> _EXERCISE OBJECTIVE_
All the data must come back unchanged, except that pictures are left out.
# INFORMATION SHOWN start
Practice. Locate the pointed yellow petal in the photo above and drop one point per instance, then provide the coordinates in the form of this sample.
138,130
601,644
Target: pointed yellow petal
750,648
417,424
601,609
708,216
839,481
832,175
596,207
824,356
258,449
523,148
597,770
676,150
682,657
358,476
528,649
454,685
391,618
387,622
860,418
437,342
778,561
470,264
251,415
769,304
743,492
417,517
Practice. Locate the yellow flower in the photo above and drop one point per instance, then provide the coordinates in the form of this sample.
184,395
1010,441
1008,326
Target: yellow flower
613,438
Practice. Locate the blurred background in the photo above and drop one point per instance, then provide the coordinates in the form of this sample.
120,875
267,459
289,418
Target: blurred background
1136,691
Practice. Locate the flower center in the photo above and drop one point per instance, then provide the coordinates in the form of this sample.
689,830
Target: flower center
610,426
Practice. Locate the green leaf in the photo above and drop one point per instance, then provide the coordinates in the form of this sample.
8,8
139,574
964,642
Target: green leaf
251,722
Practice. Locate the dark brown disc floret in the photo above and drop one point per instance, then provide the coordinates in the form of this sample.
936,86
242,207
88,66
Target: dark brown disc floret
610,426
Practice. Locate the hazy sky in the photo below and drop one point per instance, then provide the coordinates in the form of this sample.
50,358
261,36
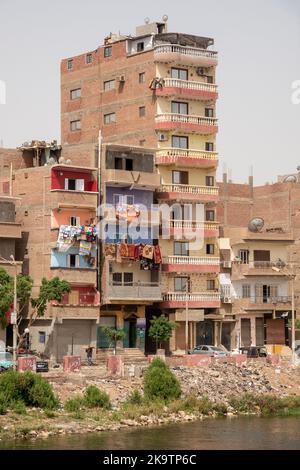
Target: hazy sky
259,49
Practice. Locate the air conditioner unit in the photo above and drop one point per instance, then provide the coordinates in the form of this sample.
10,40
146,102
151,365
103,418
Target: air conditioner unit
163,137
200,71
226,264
# INFORMATION SHOWN end
> _EXERCISE ANSWER_
Practice. Locate the pointed yellow petal in the photo above and drop one point per instance, then provide the coordinates in the form of this sample.
138,130
601,644
Target: pointed yellow petal
750,648
417,424
601,609
708,216
839,481
832,175
596,207
824,356
258,449
523,148
597,770
676,150
682,657
358,476
528,649
454,685
391,618
387,622
860,418
437,342
778,561
470,264
251,415
769,304
743,492
417,517
Practice. Locate the yellow flower in the photo above and drop one point per instance, then provide the coordinates in the form of this sample.
184,395
1010,441
1008,326
Target: yellow flower
613,438
Practice. Locate the blurred background in the photo above and drop one point per instance, then provide the coordinates in the form of this sample.
120,875
267,459
289,418
Target: blurred background
1136,691
Practice. Locate the flower center in the photo above and drop one point per instance, then provide the coordinates in the form of this sample.
689,830
Target: flower center
610,426
Practice. Locate the green leaf in the photo above and drop one point per instance, then provide the coordinates in the form of this sample.
8,8
139,574
964,642
Target: green leaf
251,722
Practice. Locate the dark brown disc floret in the photo above and drop one point per instance, then provide the coordinates in the form of this sample.
936,86
242,207
88,66
Target: dark brown disc floret
610,426
Practice. Locate the hazy sky in the photo below and drop one point per instance, then provide the coordinates in the form of this sample.
50,358
261,36
Target: hazy sky
259,49
Practice. Locate the air conditioner unit in the photo above and drop one point per instance, then provide the coordinates in the form of this sample.
10,40
146,102
151,365
103,418
Target: air conditioner unit
163,137
200,71
226,264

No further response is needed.